#### What you have to do
Please reproduce the full listing below word for word and character for character, leaving out the pictures.
# # # #
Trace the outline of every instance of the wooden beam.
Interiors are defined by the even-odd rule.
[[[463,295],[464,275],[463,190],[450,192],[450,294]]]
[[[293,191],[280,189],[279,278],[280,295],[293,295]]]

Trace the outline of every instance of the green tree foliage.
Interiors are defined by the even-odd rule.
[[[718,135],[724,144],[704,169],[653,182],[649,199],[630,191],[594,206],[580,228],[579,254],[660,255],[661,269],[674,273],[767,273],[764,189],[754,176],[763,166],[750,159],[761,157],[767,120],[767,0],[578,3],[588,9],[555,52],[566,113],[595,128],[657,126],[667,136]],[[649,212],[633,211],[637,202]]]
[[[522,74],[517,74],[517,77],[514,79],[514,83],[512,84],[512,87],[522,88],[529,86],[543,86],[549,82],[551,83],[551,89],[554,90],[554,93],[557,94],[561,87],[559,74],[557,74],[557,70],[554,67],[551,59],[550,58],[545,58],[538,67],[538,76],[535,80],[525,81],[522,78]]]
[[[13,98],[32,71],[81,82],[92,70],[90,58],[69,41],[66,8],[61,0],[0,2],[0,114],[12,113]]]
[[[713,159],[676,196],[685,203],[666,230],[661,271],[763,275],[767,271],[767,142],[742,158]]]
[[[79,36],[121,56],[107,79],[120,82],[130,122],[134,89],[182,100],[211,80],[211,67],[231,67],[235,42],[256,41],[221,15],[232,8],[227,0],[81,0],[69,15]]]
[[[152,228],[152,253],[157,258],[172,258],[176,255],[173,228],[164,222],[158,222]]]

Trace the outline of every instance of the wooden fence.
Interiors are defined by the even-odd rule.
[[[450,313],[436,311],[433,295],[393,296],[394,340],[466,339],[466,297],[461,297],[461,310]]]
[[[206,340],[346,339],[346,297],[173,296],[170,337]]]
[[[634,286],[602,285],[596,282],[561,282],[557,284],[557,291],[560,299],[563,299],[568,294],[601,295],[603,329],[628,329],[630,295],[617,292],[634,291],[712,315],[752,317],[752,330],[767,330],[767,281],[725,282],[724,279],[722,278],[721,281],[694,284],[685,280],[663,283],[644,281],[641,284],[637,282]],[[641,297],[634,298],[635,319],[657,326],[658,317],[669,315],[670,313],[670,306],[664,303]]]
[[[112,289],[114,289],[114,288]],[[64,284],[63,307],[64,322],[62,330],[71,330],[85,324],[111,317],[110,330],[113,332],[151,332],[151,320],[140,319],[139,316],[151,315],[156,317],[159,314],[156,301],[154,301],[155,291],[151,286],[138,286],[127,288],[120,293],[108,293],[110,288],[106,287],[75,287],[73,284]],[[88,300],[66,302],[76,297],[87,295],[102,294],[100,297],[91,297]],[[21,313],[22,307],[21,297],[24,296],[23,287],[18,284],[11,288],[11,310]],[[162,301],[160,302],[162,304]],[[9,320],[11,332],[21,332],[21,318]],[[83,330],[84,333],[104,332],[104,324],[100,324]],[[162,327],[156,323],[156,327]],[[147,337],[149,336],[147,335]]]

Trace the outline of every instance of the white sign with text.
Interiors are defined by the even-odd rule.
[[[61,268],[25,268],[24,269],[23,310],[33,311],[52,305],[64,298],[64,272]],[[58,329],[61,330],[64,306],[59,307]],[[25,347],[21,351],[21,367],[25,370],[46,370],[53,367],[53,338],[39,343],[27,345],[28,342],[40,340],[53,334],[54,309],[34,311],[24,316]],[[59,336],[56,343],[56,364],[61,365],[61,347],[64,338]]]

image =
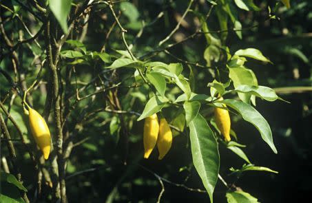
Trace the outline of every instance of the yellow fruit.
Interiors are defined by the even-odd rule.
[[[31,108],[29,108],[29,122],[34,140],[47,160],[51,148],[51,136],[47,123],[37,111]]]
[[[222,105],[222,106],[225,107],[226,107],[225,105]],[[231,119],[229,118],[229,111],[226,109],[215,108],[214,117],[217,127],[225,137],[225,140],[229,142],[231,140],[231,137],[229,136]]]
[[[282,0],[282,3],[286,6],[287,8],[291,8],[291,4],[289,3],[289,0]]]
[[[158,136],[159,124],[156,114],[145,118],[144,122],[143,143],[144,158],[148,158],[153,151]]]
[[[159,135],[157,140],[157,147],[158,148],[158,160],[161,160],[168,153],[171,147],[172,132],[169,127],[166,119],[161,118],[159,123]]]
# # # #
#### Task output
Trace the outline of every instance of the wooden beam.
Interiors are defined by the even-odd rule.
[[[463,295],[464,275],[463,190],[450,192],[450,294]]]
[[[293,191],[280,189],[279,278],[280,295],[293,295]]]

Trace the outline of every instance of the green tree foliage.
Interiors are defined by the even-odd rule.
[[[718,135],[724,144],[704,169],[653,182],[649,199],[630,191],[594,206],[580,228],[579,254],[660,255],[661,269],[674,273],[767,273],[764,189],[754,176],[763,166],[750,159],[761,157],[767,120],[767,0],[578,3],[588,9],[555,52],[566,113],[595,128],[657,126],[667,136]],[[649,212],[633,211],[637,202]]]
[[[522,74],[517,74],[517,77],[514,79],[514,83],[512,84],[512,87],[522,88],[529,86],[543,86],[549,82],[551,83],[551,89],[554,90],[554,93],[557,94],[561,87],[559,74],[557,74],[557,70],[554,67],[551,59],[550,58],[545,58],[538,67],[538,76],[535,80],[525,81],[522,78]]]
[[[13,98],[32,71],[81,82],[92,70],[90,58],[69,41],[66,8],[61,0],[0,2],[0,114],[12,113]]]
[[[713,159],[676,196],[685,203],[666,230],[661,271],[763,275],[767,271],[767,142],[742,158]]]
[[[79,36],[121,56],[107,79],[120,82],[130,122],[134,89],[182,100],[211,80],[211,67],[231,67],[235,42],[256,41],[221,15],[232,8],[227,0],[81,0],[69,15]]]
[[[152,228],[152,253],[157,258],[172,258],[176,255],[173,228],[164,222],[158,222]]]

Trace the outline of every instance of the wooden fence.
Interiors are defined by the even-odd rule.
[[[450,313],[436,311],[433,295],[393,296],[394,340],[466,339],[466,297],[461,297],[461,310]]]
[[[206,340],[346,339],[346,297],[173,296],[170,337]]]
[[[634,286],[602,285],[596,282],[561,282],[557,284],[557,291],[560,299],[563,299],[568,294],[601,295],[603,329],[628,329],[630,295],[617,292],[634,291],[712,315],[752,317],[752,330],[767,330],[767,281],[725,282],[724,279],[722,278],[721,281],[694,284],[685,280],[663,283],[644,281],[641,284],[637,282]],[[641,297],[634,298],[635,319],[657,326],[658,317],[669,315],[670,313],[670,306],[664,303]]]
[[[112,289],[114,289],[114,288]],[[64,284],[63,307],[64,322],[62,330],[71,330],[85,324],[111,317],[110,330],[113,332],[151,332],[151,320],[140,319],[139,316],[151,315],[156,317],[159,314],[156,301],[154,301],[155,291],[151,286],[138,286],[127,288],[120,293],[108,293],[110,288],[106,287],[75,287],[73,284]],[[88,300],[66,302],[76,297],[87,295],[102,294],[100,297],[91,297]],[[21,313],[22,307],[21,297],[24,296],[23,287],[18,284],[11,288],[11,310]],[[162,301],[160,302],[162,304]],[[9,320],[11,332],[21,332],[21,318]],[[83,330],[84,333],[104,332],[104,324],[100,324]],[[162,327],[156,323],[156,327]],[[147,337],[149,336],[147,335]]]

Trace the outline of every instance of the white sign with text.
Interiors are defined by the even-odd rule.
[[[61,268],[25,268],[24,269],[23,310],[33,311],[52,305],[64,298],[64,272]],[[58,329],[61,330],[64,306],[59,307]],[[25,347],[21,351],[21,367],[25,370],[46,370],[53,367],[53,338],[39,343],[27,345],[28,342],[40,340],[53,334],[54,309],[34,311],[24,316]],[[59,336],[56,343],[56,364],[61,365],[61,347],[64,338]]]

image =
Trace the outline of every instance of the yellow fruit.
Interiors are defined by the even-odd rule.
[[[31,108],[29,108],[29,122],[34,140],[47,160],[51,148],[51,136],[47,123],[37,111]]]
[[[222,105],[222,106],[225,107],[226,107],[225,105]],[[231,119],[229,118],[229,111],[226,109],[215,108],[214,117],[217,127],[225,137],[225,140],[229,142],[231,140],[231,137],[229,136]]]
[[[282,0],[282,3],[286,6],[287,8],[291,8],[291,4],[289,3],[289,0]]]
[[[158,136],[159,124],[156,114],[145,118],[144,122],[143,143],[144,158],[148,158],[153,151]]]
[[[159,135],[157,140],[157,147],[158,148],[158,160],[161,160],[168,153],[171,147],[172,132],[169,127],[166,119],[161,118],[159,123]]]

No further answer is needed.